Relator: Desembargador EMANUEL SCHENKEL DO AMARAL E SILVA
Órgão julgador:
Data do julgamento: 11 de novembro de 2025
Ementa
RECURSO – Documento:6909615 ESTADO DE SANTA CATARINA TRIBUNAL DE JUSTIÇA Apelação Nº 5006060-98.2023.8.24.0018/SC RELATOR: Desembargador EMANUEL SCHENKEL DO AMARAL E SILVA RELATÓRIO Trata-se de Recurso de Apelação interposto em Ação de Rescisão Contratual contra sentença (evento 47, DOC1) que condenou a parte ré ao pagamento de indenização por danos materiais e morais, todos já qualificados nos autos. O magistrado entendeu que não havia interesse processual quanto à rescisão contratual e devolução de valores, diante da existência de Termo de Acordo Extrajudicial firmado entre as partes, que configurava ato jurídico perfeito com efeitos equivalentes à rescisão e à definição de valores a restituir. No entanto, reconheceu a existência de interesse processual quanto ao reembolso de despesas com aluguel e à indenização por danos morais, pois tais verbas não foram abrangidas no referido termo.
(TJSC; Processo nº 5006060-98.2023.8.24.0018; Recurso: Recurso; Relator: Desembargador EMANUEL SCHENKEL DO AMARAL E SILVA; Órgão julgador: ; Data do Julgamento: 11 de novembro de 2025)
Texto completo da decisão
Documento:6909615 ESTADO DE SANTA CATARINA TRIBUNAL DE JUSTIÇA
Apelação Nº 5006060-98.2023.8.24.0018/SC
RELATOR: Desembargador EMANUEL SCHENKEL DO AMARAL E SILVA
RELATÓRIO
Trata-se de Recurso de Apelação interposto em Ação de Rescisão Contratual contra sentença (evento 47, DOC1) que condenou a parte ré ao pagamento de indenização por danos materiais e morais, todos já qualificados nos autos.
O magistrado entendeu que não havia interesse processual quanto à rescisão contratual e devolução de valores, diante da existência de Termo de Acordo Extrajudicial firmado entre as partes, que configurava ato jurídico perfeito com efeitos equivalentes à rescisão e à definição de valores a restituir. No entanto, reconheceu a existência de interesse processual quanto ao reembolso de despesas com aluguel e à indenização por danos morais, pois tais verbas não foram abrangidas no referido termo.
Alega o apelante/réu (evento 52, DOC1), em síntese, que o Termo de Acordo Extrajudicial firmado entre as partes em 06.09.2022 solucionou definitivamente todas as obrigações entre as partes; que a sentença incorreu em contradição ao reconhecer validade do acordo e, mesmo assim, impor condenações residuais em danos morais e materiais; que a condenação por danos morais não encontra respaldo contratual, sendo indevida, e ainda foi arbitrada em valor superior ao pedido inicial; que a condenação ao pagamento de aluguéis também é indevida, por ausência de previsão no termo de acordo; que houve distribuição desproporcional das custas e honorários sucumbenciais, pois a autora logrou êxito em percentual mínimo da demanda; que o pedido de gratuidade de justiça foi indevidamente indeferido, sem oportunização para comprovação da hipossuficiência.

#### [Tarefa a realizar]
Responda com base na decisão acima:
(a) Em que data ocorreu o julgamento?
(b) Segundo o apelante, em que data as partes firmaram o Termo de Acordo Extrajudicial?
(c) Para quais duas verbas o magistrado reconheceu interesse processual?
A listagem não tem nenhuma relação com a decisão.

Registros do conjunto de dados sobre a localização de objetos

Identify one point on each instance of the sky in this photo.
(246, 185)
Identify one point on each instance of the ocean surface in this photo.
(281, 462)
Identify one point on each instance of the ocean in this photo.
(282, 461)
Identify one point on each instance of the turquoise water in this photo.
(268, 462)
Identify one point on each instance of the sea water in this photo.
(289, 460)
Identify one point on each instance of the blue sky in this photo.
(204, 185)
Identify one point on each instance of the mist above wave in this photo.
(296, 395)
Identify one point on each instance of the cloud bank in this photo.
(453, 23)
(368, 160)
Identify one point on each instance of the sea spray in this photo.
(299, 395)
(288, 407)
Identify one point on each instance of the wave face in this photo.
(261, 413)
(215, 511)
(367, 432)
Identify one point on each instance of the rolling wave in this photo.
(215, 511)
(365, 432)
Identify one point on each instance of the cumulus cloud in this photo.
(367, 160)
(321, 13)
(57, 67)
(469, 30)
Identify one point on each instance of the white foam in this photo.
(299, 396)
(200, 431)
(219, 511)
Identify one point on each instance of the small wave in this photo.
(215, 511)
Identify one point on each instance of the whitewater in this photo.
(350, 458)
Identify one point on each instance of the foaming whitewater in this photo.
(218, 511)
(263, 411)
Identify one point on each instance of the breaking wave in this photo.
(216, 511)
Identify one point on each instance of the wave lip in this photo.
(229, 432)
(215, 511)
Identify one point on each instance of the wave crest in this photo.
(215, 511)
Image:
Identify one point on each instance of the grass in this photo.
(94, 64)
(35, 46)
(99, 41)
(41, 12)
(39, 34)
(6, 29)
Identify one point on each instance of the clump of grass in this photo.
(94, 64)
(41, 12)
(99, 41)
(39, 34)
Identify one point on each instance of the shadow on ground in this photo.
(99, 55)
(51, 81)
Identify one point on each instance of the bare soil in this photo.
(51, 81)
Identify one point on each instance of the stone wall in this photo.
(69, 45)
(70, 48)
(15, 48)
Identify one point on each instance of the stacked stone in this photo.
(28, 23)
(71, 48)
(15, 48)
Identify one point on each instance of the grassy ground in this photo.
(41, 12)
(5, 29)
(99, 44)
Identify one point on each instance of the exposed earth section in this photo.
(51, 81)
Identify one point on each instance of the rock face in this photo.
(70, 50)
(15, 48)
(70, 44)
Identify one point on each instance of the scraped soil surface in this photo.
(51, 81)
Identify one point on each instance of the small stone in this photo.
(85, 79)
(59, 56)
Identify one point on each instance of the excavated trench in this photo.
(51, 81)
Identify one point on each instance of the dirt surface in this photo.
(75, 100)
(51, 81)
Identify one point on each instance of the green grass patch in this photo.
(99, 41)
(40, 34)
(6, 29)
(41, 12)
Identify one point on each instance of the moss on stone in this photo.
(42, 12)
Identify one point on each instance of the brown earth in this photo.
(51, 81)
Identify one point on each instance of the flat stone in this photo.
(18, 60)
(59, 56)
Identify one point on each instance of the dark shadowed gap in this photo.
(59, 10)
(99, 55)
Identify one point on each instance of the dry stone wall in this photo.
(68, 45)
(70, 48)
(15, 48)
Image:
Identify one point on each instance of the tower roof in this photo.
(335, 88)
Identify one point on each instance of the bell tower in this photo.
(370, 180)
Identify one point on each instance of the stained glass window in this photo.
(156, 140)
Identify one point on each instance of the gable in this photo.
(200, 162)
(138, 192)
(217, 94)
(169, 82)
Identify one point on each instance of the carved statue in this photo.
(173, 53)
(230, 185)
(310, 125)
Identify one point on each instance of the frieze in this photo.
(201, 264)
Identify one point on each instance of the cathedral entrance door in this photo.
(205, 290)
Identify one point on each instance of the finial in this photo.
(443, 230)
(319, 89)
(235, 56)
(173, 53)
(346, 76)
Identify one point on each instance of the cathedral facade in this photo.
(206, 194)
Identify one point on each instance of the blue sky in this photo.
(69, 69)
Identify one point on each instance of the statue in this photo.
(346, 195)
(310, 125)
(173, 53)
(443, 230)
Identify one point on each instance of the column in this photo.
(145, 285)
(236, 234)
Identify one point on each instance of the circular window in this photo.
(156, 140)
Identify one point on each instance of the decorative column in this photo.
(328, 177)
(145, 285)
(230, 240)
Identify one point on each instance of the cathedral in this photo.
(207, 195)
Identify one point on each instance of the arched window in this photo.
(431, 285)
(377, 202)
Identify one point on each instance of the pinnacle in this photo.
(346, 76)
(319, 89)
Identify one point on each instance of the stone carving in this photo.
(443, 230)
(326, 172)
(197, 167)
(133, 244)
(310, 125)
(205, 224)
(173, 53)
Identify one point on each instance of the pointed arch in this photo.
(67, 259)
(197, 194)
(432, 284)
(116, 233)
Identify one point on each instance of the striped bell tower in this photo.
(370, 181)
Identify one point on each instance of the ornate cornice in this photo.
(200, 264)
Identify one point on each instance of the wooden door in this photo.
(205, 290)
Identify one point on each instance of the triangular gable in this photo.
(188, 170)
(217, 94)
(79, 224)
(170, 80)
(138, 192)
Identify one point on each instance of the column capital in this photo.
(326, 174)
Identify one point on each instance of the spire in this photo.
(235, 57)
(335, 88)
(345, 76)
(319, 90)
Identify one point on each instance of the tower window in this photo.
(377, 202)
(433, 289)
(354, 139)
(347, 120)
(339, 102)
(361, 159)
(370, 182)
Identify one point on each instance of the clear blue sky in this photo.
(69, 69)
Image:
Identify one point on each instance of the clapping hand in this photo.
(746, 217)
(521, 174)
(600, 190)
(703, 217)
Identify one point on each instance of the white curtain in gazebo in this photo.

#### [Solução]
(a) Em 11 de novembro de 2025.
(b) Em 06.09.2022.
(c) O reembolso de despesas com aluguel e a indenização por danos morais.